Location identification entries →
+-------+

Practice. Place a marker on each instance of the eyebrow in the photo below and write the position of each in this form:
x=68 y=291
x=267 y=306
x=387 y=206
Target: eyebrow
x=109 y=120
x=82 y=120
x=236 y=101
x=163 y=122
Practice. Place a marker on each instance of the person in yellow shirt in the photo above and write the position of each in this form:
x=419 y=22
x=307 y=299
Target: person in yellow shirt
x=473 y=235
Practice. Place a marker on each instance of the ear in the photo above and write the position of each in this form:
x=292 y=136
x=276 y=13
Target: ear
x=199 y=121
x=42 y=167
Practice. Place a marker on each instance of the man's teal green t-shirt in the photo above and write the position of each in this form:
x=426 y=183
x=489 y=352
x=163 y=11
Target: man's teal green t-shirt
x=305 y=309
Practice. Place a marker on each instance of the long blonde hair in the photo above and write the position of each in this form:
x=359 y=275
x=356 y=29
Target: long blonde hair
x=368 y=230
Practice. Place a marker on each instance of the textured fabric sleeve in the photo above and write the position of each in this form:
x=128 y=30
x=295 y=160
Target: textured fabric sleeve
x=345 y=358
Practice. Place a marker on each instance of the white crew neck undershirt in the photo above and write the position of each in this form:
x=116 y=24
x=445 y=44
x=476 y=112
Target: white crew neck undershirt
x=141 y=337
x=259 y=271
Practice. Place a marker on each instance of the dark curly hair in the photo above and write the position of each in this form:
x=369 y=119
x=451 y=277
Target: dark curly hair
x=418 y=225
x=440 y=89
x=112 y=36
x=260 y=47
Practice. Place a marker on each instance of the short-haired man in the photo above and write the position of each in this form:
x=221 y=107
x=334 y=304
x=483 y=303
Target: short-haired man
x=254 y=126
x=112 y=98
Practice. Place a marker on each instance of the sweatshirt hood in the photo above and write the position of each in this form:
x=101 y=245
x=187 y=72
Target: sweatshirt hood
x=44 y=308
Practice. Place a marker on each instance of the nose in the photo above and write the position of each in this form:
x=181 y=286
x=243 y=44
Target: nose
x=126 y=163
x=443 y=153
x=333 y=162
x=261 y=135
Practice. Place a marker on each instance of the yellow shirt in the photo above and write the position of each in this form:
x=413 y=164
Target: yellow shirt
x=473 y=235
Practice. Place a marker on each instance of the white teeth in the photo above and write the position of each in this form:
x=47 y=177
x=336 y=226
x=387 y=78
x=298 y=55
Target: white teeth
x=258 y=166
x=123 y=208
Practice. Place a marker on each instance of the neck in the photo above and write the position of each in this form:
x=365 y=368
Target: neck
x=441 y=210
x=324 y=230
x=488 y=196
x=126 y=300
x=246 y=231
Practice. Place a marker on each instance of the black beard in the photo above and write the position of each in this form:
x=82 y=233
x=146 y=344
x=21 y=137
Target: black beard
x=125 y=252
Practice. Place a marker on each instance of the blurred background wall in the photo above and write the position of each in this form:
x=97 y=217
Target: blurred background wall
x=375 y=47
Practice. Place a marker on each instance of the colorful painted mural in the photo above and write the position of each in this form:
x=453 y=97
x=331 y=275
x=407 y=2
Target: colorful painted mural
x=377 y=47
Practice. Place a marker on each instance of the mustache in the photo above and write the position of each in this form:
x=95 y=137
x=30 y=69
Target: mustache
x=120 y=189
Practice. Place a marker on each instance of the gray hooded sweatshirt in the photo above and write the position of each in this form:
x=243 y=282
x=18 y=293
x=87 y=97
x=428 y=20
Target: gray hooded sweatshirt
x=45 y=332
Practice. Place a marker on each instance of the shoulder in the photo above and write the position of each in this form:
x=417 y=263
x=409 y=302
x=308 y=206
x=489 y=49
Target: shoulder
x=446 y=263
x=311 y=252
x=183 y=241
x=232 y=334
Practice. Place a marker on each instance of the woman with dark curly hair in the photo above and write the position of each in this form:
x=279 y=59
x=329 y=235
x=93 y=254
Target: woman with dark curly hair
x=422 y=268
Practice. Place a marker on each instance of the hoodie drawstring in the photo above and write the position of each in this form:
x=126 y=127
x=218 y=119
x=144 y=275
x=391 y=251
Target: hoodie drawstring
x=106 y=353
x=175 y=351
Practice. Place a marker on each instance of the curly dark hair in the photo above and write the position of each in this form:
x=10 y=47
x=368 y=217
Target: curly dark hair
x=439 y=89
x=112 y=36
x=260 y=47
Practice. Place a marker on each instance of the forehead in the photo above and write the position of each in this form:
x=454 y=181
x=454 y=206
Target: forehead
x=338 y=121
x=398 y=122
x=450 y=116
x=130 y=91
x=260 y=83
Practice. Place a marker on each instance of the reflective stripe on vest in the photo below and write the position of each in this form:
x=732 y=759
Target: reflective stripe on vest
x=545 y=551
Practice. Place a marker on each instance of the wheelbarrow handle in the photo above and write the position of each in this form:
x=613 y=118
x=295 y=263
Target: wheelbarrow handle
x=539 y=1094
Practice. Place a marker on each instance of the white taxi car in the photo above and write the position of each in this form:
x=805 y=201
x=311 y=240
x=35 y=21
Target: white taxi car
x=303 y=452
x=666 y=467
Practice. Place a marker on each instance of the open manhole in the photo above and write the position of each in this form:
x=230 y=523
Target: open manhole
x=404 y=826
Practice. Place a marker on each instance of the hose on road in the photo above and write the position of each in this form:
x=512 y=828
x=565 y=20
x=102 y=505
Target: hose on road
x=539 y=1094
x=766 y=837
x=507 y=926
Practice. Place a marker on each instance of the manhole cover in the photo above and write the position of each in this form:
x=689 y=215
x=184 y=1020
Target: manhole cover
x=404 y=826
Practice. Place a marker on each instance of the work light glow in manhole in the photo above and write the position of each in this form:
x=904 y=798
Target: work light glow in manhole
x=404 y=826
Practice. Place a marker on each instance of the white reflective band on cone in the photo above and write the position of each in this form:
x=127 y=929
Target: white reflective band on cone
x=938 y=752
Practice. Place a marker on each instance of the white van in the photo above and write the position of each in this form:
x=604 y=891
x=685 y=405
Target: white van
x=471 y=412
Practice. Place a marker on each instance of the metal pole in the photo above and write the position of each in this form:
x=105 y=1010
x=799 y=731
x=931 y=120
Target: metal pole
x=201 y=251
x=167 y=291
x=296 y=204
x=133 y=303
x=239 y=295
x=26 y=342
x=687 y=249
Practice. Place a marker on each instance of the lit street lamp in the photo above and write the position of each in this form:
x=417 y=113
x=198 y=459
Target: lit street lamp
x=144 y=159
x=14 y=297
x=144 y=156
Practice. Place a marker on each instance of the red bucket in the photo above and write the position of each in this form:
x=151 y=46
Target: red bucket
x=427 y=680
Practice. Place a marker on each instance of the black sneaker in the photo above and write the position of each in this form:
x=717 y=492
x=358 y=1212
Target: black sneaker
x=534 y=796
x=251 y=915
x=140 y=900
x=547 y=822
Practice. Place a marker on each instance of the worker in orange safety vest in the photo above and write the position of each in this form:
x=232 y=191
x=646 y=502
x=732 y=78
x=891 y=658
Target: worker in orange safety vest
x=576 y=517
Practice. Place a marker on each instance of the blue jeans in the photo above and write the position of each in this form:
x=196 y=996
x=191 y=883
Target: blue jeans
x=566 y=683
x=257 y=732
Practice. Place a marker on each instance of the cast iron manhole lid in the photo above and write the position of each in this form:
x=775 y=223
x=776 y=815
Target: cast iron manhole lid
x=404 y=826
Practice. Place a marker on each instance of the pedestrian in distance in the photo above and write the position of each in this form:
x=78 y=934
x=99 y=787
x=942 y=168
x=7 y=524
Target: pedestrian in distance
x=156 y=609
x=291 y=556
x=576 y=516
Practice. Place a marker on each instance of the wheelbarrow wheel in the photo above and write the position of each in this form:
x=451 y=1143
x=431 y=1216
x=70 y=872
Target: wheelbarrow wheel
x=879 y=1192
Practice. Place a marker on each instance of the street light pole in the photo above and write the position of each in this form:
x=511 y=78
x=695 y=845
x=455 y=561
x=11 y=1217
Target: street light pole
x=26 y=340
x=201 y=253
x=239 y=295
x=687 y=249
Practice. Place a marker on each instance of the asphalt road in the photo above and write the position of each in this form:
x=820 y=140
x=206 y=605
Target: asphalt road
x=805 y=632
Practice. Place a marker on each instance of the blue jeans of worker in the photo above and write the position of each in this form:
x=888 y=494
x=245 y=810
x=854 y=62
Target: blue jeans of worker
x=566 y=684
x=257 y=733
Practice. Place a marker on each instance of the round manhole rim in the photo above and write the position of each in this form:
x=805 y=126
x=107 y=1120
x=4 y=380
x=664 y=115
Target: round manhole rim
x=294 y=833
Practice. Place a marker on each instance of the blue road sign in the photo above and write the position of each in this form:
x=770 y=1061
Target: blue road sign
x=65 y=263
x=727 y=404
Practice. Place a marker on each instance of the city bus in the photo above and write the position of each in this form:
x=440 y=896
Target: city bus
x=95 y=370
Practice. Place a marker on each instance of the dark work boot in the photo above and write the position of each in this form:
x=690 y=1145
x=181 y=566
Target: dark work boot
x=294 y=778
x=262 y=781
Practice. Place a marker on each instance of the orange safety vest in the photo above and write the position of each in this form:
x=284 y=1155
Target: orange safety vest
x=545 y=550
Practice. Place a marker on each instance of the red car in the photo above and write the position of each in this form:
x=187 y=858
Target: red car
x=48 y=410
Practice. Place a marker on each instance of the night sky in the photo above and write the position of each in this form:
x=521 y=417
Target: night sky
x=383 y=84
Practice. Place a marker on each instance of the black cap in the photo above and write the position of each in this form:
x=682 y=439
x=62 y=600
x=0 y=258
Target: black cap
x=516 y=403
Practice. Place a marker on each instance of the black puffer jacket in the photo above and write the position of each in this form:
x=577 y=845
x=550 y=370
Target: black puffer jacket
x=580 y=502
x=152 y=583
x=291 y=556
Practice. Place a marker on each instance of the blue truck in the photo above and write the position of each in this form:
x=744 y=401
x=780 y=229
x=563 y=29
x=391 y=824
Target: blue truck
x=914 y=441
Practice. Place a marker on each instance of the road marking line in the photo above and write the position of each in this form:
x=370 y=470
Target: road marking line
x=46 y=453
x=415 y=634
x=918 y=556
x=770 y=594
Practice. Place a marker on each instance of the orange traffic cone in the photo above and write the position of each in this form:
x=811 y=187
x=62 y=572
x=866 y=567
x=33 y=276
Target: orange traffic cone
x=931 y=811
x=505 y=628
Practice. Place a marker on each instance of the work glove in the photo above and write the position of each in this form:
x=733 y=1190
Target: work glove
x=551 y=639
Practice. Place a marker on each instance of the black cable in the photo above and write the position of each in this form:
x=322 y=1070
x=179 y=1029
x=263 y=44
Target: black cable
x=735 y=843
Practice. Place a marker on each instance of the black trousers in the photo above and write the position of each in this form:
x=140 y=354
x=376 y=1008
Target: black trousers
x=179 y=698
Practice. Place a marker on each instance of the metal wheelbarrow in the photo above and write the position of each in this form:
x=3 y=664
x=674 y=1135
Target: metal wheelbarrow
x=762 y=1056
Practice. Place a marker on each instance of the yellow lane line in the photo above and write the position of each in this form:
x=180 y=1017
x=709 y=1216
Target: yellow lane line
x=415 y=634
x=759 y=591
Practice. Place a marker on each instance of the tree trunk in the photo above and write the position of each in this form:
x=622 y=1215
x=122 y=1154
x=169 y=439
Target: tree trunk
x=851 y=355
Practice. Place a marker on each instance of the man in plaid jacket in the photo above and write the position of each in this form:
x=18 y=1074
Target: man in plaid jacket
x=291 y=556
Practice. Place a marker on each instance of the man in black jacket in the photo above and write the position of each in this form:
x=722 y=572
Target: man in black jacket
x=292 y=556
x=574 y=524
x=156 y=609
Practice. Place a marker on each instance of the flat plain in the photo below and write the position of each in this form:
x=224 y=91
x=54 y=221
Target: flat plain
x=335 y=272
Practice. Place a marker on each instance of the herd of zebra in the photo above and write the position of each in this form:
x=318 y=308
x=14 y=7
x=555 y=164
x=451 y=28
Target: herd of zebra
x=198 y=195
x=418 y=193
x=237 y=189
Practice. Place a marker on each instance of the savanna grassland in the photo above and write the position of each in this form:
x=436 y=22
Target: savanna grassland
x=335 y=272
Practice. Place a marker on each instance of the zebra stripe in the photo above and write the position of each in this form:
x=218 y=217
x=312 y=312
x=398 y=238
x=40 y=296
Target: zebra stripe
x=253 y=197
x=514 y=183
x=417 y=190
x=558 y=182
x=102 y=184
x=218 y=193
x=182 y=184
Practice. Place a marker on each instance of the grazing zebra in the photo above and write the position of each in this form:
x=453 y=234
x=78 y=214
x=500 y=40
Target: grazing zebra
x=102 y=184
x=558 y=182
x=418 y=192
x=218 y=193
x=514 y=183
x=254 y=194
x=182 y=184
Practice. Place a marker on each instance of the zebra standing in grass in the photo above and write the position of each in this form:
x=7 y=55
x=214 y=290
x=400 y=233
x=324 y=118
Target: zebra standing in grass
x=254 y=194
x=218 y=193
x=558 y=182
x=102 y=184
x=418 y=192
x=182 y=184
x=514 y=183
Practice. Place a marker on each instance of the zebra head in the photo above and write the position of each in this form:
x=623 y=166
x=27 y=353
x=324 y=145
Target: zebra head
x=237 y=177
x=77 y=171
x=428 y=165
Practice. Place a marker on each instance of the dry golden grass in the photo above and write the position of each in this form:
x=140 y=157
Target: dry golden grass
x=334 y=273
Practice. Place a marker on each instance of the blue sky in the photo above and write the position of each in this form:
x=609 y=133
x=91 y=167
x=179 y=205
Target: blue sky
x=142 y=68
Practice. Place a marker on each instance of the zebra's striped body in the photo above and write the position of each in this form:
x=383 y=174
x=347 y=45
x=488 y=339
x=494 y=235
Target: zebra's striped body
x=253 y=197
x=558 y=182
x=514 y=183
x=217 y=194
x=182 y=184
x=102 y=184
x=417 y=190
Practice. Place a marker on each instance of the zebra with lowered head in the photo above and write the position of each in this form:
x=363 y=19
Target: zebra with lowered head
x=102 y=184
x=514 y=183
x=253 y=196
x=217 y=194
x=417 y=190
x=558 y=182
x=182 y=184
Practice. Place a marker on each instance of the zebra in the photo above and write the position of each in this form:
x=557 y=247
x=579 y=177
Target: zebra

+-------+

WHAT IS NEEDED →
Please rewrite the items from the start through the line containing "x=163 y=122", switching "eyebrow" to "eyelash" and keeping everything else the same.

TASK SOLUTION →
Practice. Place a marker on each instance of the eyelash in the photo below and write the position of each in this form:
x=68 y=291
x=267 y=306
x=387 y=206
Target: eyelash
x=109 y=120
x=82 y=120
x=236 y=101
x=163 y=122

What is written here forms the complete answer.